Work task
Can you return, word for word, the part of the Walton passage starting with "Walton rolled over" and going on through "jump behind them."?

Text under study
49

  

Walton

Walton knew he couldn’t keep coordinating the entire operation, so he asked the other team leader in the wadi to take over.

“Hey, get your TOC [tactical operations center] set up and start talking to Monster 33,” Walton told the other captain.

He didn’t know how much longer they would be alive. Rhyner was directing the bombs in closer and closer. Fire was coming from three sides and fighters were right above them in a house. He could hear them speaking Arabic, but couldn’t make out what they were saying. Walton was sure he and the others were about to get overrun.

One of the last intelligence reports he’d read before the mission was that the fighters protecting Ghafour had obtained a lot of grenades. He knew all they had to do was reach out of one of the windows and start tossing grenades.

Walton rolled over and felt for one of his own grenades. For a second he considered cooking it off and tossing it into the window above. But missing would just mean the grenade would land on them. Only the air strikes could save them now. Walton decided that if Rhyner was killed or they lost their radios, he was going to order the team to roll the wounded off the cliff and jump behind them.

It was a hard decision, but it was the battlefield calculus that he was trained to perform. He had already stopped the medevacs from coming in until they were off the mountain. He knew Ford and Wallen were down there bleeding. There were several commandos wounded and at least one dead. But he knew they might only have one chance to bring in the helicopters and he couldn’t risk it. It was a hard decision because Behr, Morales, and Walding were lying in the rocks in front of him bleeding to death.

Bullets and fragments bounced off Walton’s helmet again. He turned to the Afghan terps hiding behind them.

“For Christ sake, just shoot in that direction,” he begged them.

Walton could feel things spinning out of control. The longer they had been pinned down, the more desperate the situation had become. He had been on a quick reaction force for a unit in the 82nd Airborne. Some paratroopers got in trouble in Fallujah, but the force had been able to rescue them. He had always imagined that once all the planes showed up here in the mountains, they would bomb the shit out of the insurgents, and his team would be saved. That’s because the American government has the ability to save you.

But it was very clear now that the team was on its own. Nobody could save them. It seemed that every U.S. fighting unit in Afghanistan was stopping and moving toward them. Walton could hear the traffic on the satellite radio.

But it still wasn’t enough. They wouldn’t get here in time. Shurer was running out of medical supplies. Soon he wasn’t going to be able to treat any of them.

“We’ve got to get the fuck out of here,” Shurer yelled at Walton. “They’re bleeding out.”

Walton turned to Sanders and Carter.

“Listen, you guys have to find a way to get down that mountain.”

“Down that fucking cliff?” Sanders said.

“Find a way down that cliff. I don’t care how bad it is.”

On the radio again, Walton called back to Bagram.

“Listen, we’re combat ineffective,” he said. “We have an SF element about to be overrun. We need immediate CAS. We need a B-52 or B-1 because this CAS is not having its desired effect.”

Information shown
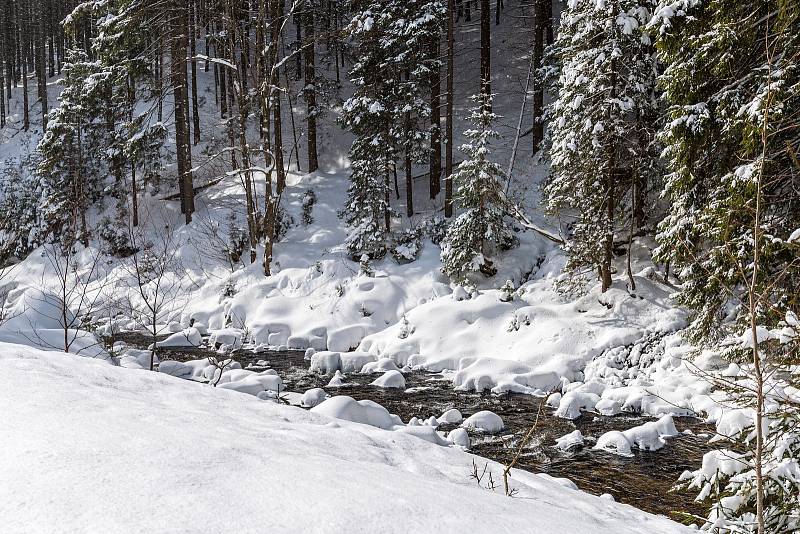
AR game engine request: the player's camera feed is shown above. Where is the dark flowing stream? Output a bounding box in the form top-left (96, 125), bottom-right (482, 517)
top-left (115, 334), bottom-right (714, 520)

Exercise output
Walton rolled over and felt for one of his own grenades. For a second he considered cooking it off and tossing it into the window above. But missing would just mean the grenade would land on them. Only the air strikes could save them now. Walton decided that if Rhyner was killed or they lost their radios, he was going to order the team to roll the wounded off the cliff and jump behind them.